EXTRAIT À LIRE:
L’hiver, quand ma torpeur me lasse, je me plonge avec délices dans les chères pages des Fleurs du mal. Mon Baudelaire à peine ouvert, je suis attiré dans un paysage surprenant qui vit au regard avec l’intensité de ceux que crée le profond opium. Là-haut, et à l’horizon, un ciel livide d’ennui, avec les déchirures bleues qu’a faites la Prière proscrite. Sur la route, seule végétation, souffrent de rares arbres dont l’écorce douloureuse est un enchevêtrement de nerfs dénudés : leur croissance visible est accompagnée sans fin, malgré l’étrange immobilité de l’air, d’une plainte déchirante comme celle des violons, qui, parvenue à l’extrémité des branches, frissonne en feuilles musicales. Arrivé, je vois de mornes bassins disposés comme les plates-bandes d’un éternel jardin : dans le granit noir de leurs bords, enchâssant les pierres précieuses de l’Inde, dort une eau morte et métallique, avec de lourdes fontaines en cuivre où tombe tristement un rayon bizarre et plein de la grâce des choses fanées. Nulles fleurs, à terre, alentour, ― seulement, de loin en loin, quelques plumes d’aile d’âmes déchues. Le ciel, qu’éclaire enfin un second rayon, puis d’autres, perd lentement sa lividité, et verse la pâleur bleue des beaux jours d’octobre, et, bientôt, l’eau, le granit ébénien et les pierres précieuses flamboient comme aux soirs les carreaux des villes : c’est le couchant. Ô prodige, une singulière rougeur, autour de laquelle se répand une odeur énervante de chevelures secouées, tombe en cascade du ciel obscurci ! Est-ce une avalanche de roses mauvaises ayant le péché pour parfum ? ― Est-ce du fard ? ― Est-ce du sang ? ― Étrange coucher de soleil ! Ou ce torrent n’est-il qu’un fleuve de larmes empourprées par le feu de bengale du saltimbanque Satan qui se meut par derrière ? Écoutez comme cela tombe avec un bruit lascif de baisers… Enfin, des ténèbres d’encre ont tout envahi où l’on n’entend voleter que le crime, le remords et la Mort. Alors je me voile la face, et des sanglots, arrachés à mon âme moins par ce cauchemar que par une amère sensation d’exil, traversent le noir silence. Qu’est-ce donc que la patrie ?

EXERCICES À TRAITER:
1 - Selon l'extrait, de quoi est faite l'écorce des rares arbres qui bordent la route ?
2 - Reformulez sous forme de liste le paragraphe de l'extrait qui commence par « L'hiver, quand ma torpeur me lasse », en gardant ses faits principaux.
La liste qui suit ne joue aucun rôle dans cet exercice.

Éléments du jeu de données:
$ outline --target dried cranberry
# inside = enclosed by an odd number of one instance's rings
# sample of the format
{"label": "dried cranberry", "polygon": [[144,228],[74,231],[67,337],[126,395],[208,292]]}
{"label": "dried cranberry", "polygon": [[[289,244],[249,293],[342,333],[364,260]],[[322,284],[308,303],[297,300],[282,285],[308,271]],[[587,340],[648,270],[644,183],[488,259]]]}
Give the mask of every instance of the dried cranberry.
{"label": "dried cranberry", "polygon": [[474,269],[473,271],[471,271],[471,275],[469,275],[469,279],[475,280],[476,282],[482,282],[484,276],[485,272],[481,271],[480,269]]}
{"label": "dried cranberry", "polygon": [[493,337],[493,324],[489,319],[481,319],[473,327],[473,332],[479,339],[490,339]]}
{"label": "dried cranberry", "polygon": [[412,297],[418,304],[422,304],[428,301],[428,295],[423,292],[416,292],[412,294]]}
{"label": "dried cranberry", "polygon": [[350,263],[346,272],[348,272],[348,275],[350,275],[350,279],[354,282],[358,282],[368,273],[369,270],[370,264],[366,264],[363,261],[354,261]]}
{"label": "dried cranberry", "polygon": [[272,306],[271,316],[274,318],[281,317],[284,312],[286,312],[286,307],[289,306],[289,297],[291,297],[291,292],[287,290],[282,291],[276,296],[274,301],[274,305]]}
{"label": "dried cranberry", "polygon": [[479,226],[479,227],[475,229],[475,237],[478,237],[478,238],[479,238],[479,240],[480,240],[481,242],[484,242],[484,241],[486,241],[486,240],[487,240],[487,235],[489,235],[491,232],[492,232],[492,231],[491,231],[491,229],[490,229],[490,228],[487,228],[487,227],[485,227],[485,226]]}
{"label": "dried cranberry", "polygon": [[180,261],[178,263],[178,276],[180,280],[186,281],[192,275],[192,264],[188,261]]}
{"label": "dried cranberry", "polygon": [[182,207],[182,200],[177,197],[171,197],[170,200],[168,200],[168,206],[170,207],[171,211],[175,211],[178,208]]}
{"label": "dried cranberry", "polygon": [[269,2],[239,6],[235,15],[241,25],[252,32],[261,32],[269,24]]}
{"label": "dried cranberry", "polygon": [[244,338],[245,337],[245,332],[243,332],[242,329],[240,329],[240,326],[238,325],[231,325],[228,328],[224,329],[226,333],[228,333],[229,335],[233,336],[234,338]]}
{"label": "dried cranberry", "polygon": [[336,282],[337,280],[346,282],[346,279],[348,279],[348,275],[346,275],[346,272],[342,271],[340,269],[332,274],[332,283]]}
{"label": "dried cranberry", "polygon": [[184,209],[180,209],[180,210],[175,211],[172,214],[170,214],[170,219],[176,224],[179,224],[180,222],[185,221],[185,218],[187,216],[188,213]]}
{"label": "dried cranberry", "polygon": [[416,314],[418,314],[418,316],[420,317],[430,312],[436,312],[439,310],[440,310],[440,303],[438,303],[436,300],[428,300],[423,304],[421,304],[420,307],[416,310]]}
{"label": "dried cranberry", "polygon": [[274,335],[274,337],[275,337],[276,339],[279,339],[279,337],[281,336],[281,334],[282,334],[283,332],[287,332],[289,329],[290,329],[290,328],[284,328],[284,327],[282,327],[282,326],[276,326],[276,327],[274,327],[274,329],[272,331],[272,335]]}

CORRIGÉ DE L'EXERCICE:
1 - D'un enchevêtrement de nerfs dénudés.

2 -
- En hiver, quand la torpeur lasse, je me plonge dans Les Fleurs du mal. Le livre m'attire dans un paysage aussi intense que ceux que crée l'opium.
- Le ciel est livide d'ennui, avec des déchirures bleues faites par la Prière proscrite.
- Sur la route poussent de rares arbres à l'écorce de nerfs dénudés. Leur croissance s'accompagne d'une plainte de violons qui frissonne en feuilles musicales.
- Plus loin se trouvent de mornes bassins de granit noir, sertis de pierres précieuses de l'Inde. Ils contiennent une eau morte et métallique, avec des fontaines de cuivre où tombe un rayon bizarre.
- Il n'y a pas de fleurs, seulement quelques plumes d'aile d'âmes déchues.
- Au couchant, le ciel prend la pâleur bleue des beaux jours d'octobre. L'eau, le granit et les pierres flamboient.
- Une rougeur tombe en cascade du ciel, avec une odeur de chevelures secouées. Sa nature reste incertaine : roses mauvaises, fard, sang, ou larmes empourprées par le feu de bengale de Satan.
- Des ténèbres d'encre envahissent tout. On n'y entend voleter que le crime, le remords et la Mort.
- Je me voile la face et sanglote, moins à cause du cauchemar que d'une amère sensation d'exil. Le paragraphe s'achève sur la question : qu'est-ce donc que la patrie ?